(Rows from a box labeling dataset)

====

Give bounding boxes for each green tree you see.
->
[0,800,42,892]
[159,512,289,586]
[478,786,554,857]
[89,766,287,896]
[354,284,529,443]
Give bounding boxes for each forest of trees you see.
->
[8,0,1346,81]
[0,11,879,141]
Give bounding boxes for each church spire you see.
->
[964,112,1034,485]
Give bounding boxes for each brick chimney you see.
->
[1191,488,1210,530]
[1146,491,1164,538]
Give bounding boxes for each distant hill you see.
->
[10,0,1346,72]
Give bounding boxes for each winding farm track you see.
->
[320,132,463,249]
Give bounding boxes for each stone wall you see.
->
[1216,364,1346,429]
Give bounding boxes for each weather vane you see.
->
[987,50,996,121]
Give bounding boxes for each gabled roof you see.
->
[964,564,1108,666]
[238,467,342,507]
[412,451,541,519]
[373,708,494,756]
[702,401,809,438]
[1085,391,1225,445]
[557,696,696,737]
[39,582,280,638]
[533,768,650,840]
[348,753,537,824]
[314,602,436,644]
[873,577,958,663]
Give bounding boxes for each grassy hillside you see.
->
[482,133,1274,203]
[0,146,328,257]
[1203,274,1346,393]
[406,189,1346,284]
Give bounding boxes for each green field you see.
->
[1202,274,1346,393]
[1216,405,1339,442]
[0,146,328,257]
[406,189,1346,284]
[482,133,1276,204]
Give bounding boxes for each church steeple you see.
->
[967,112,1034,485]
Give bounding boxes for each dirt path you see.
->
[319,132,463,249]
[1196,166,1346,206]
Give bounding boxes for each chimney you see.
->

====

* **WHAT THIS TASK INVOLVES**
Update the lines above by replacing "bounding boxes" with "box coordinates" wherever it occurs. Keep everything else the same.

* **PROBLEM SOLUTION**
Give box coordinates for each green tree you see.
->
[0,800,42,892]
[159,512,289,586]
[478,786,554,857]
[89,766,287,896]
[354,284,529,443]
Give box coordinates for each forest of trees you see.
->
[8,0,1346,81]
[0,11,879,141]
Give box coordinates for each church spire you see.
->
[964,112,1034,485]
Give box coordinates for each brick chimney you see.
->
[1191,488,1210,530]
[1146,491,1164,538]
Give box coordinates for each distant hill you see.
->
[10,0,1346,72]
Give box coordinates for each winding farm track you see.
->
[320,132,463,249]
Give box coordinates for each stone wall you see.
->
[1216,364,1346,429]
Give box coordinates for each weather vane you see.
->
[987,50,996,121]
Give box coordinates for each gabled roof you see.
->
[964,564,1108,666]
[238,467,342,507]
[412,451,541,519]
[373,708,494,756]
[702,401,809,438]
[1085,391,1225,445]
[557,696,696,737]
[39,582,280,638]
[533,768,650,840]
[348,753,537,824]
[314,602,436,644]
[873,577,958,663]
Give box coordinates for each grassy hillside you see.
->
[482,133,1274,203]
[0,146,328,257]
[1203,274,1346,393]
[406,189,1346,284]
Give box coordinates for each green field you see.
->
[1202,274,1346,393]
[1216,405,1339,442]
[0,146,328,257]
[406,189,1346,284]
[482,133,1276,204]
Give box coordinates for each church steeple you see.
->
[967,112,1034,485]
Give box coordinates for each dirt path you see.
->
[319,132,463,249]
[1196,166,1346,206]
Give box coordinates for each chimney you see.
->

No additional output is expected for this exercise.